5.3. Changes in the Strategies of the Local Government and Specialized Oil Spill Cleanup Units

When other parameters are held constant, four different sets of initial probabilities $x=0.1;z=0.2;x=0.1;z=0.6;x=0.8;z=0.2;x=0.8;z=0.6$ are defined to facilitate a clearer observation of the dynamic interactions among the local government, specialized oil spill cleanup units, and port enterprises. These variations specifically emphasize how shifts in regulatory intensity and the cooperative willingness of cleanup units affect the strategic decisions made by port enterprises.

The simulation results are shown in Figure 3. When the local government’s regulatory intensity is low, and the willingness of specialized oil spill cleanup units to cooperate is low, the cooperation willingness of port enterprises fluctuates significantly at a low level, and the strategy convergence rate is slow, showing considerable instability. This indicates that in the absence of cooperation support from specialized oil spill cleanup units and regulatory constraints from the local government, port enterprises tend to choose negative cooperation initially to reduce emergency costs, and the sustainability of their cooperative behavior is poor. As the willingness of specialized oil spill cleanup units to cooperate increases, port enterprises evolve towards positive cooperation, albeit at a slower rate in the early stages. This is because when specialized oil spill cleanup units cooperate positively, port enterprises may tend to free-ride by reducing their resource input to share the treatment benefits brought by the cooperation of the specialized oil spill cleanup units. When the local government’s regulatory intensity remains high but the willingness of specialized oil spill cleanup units to cooperate is low, the willingness of port enterprises to cooperate tends to stabilize quickly, and the positive cooperation strategy is ultimately chosen. This indicates that under the pressure of high-intensity regulation, port enterprises are more likely to choose a cooperative strategy in their cost–benefit analysis to avoid high penalty risks and reduce the long-term damage to their reputation caused by oil spill incidents. When the local government’s supervisory intensity remains unchanged and the willingness of specialized oil spill cleanup units to cooperate increases, the cleanup responsibility of port enterprises is alleviated, and the improvement in oil spill emergency efficiency allows port enterprises to achieve good emergency results even with reduced cooperation input. Therefore, the rate of evolution towards the positive cooperation strategy slows down.

· · · · · · ·

_Directives:_
(a) Rewrite the oil spill cleanup passage starting with "When other parameters" and going on through "by port enterprises.", putting "port companies" in place of "port enterprises".
(b) Carry the oil spill cleanup passage forward from its last sentence.

_Given material:_
· · · · · · ·

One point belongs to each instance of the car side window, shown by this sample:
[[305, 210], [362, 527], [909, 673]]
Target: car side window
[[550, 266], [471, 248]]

· · · · · · ·

_Answers below:_
(a)
When other parameters are held constant, four different sets of initial probabilities $x=0.1;z=0.2;x=0.1;z=0.6;x=0.8;z=0.2;x=0.8;z=0.6$ are defined to facilitate a clearer observation of the dynamic interactions among the local government, specialized oil spill cleanup units, and port companies. These variations specifically emphasize how shifts in regulatory intensity and the cooperative willingness of cleanup units affect the strategic decisions made by port companies.

(b)
5.4. Changes in the Strategy Probabilities of the Local Government and Port Enterprises

When other parameters remain constant, four sets of initial probabilities are set: $x=0.2;y=0.1;x=0.6;y=0.1;x=0.2;y=0.8;x=0.6;y=0.8$. Based on these four different initial probabilities, the impact of changes in the local government’s regulatory intensity and port enterprises’ initial willingness to cooperate on the willingness of specialized oil spill cleanup units to cooperate is analyzed.

The simulation results are shown in Figure 4. When the local government’s regulatory intensity is low, and the willingness of port enterprises to cooperate is low, the possible cooperation probability of specialized oil spill cleanup units is low, showing significant volatility and a rapid decline trend. This indicates that in situations where the local government’s regulatory intensity and the cooperation willingness of companies are insufficient, specialized oil spill cleanup units lack motivation to cooperate and are prone to adopting negative strategies, making it difficult to improve overall efficiency. When the cooperation willingness of port enterprises significantly increases and the local government’s regulatory intensity is low, in the case of a high local government regulatory intensity, specialized oil spill cleanup units, considering the penalty impact, show a slowdown in the tendency to choose negative cooperation, indicating that high-intensity regulation inhibits the negative cooperation strategy of specialized oil spill cleanup units to some extent. However, when both port enterprises and the local government are more willing to cooperate, specialized oil spill cleanup units quickly choose the negative cooperation strategy to extend the cleanup time to gain more profit.

5.5. Simulation Analysis of the Impact of the Local Government Incentives and Penalties on the Strategies

Responding to an oil spill emergency requires cooperation between port enterprises and specialized oil spill cleanup units. The local government has implemented a policy that imposes penalty costs on entities that negatively participate in oil spill response efforts, thereby increasing the enthusiasm of port enterprises and specialized oil spill cleanup units while reducing damage to the marine environment. The local government aims to incentivize port enterprises and specialized oil spill cleanup units to ensure the sustainable development of the marine economy. Therefore, when an oil spill occurs, the ideal goal of the local government is to maintain the stability of the marine ecosystem and ensure that port enterprises and specialized oil spill cleanup units cooperate positively in emergency response.

This section analyzes the impact of the local government’s reward and punishment mechanism on the strategy choices of participants under stochastic perturbations, using MATLAB (https://www.mathworks.com/products/matlab.html) for numerical simulations. The initial strategy of port enterprises is set to $y=0.2$, and the initial strategy of professional oil spill cleanup units is set to $z=0.2$, with other parameters remaining the same as above. Figure 5 presents the simulation results of the specific stochastic evolutionary model.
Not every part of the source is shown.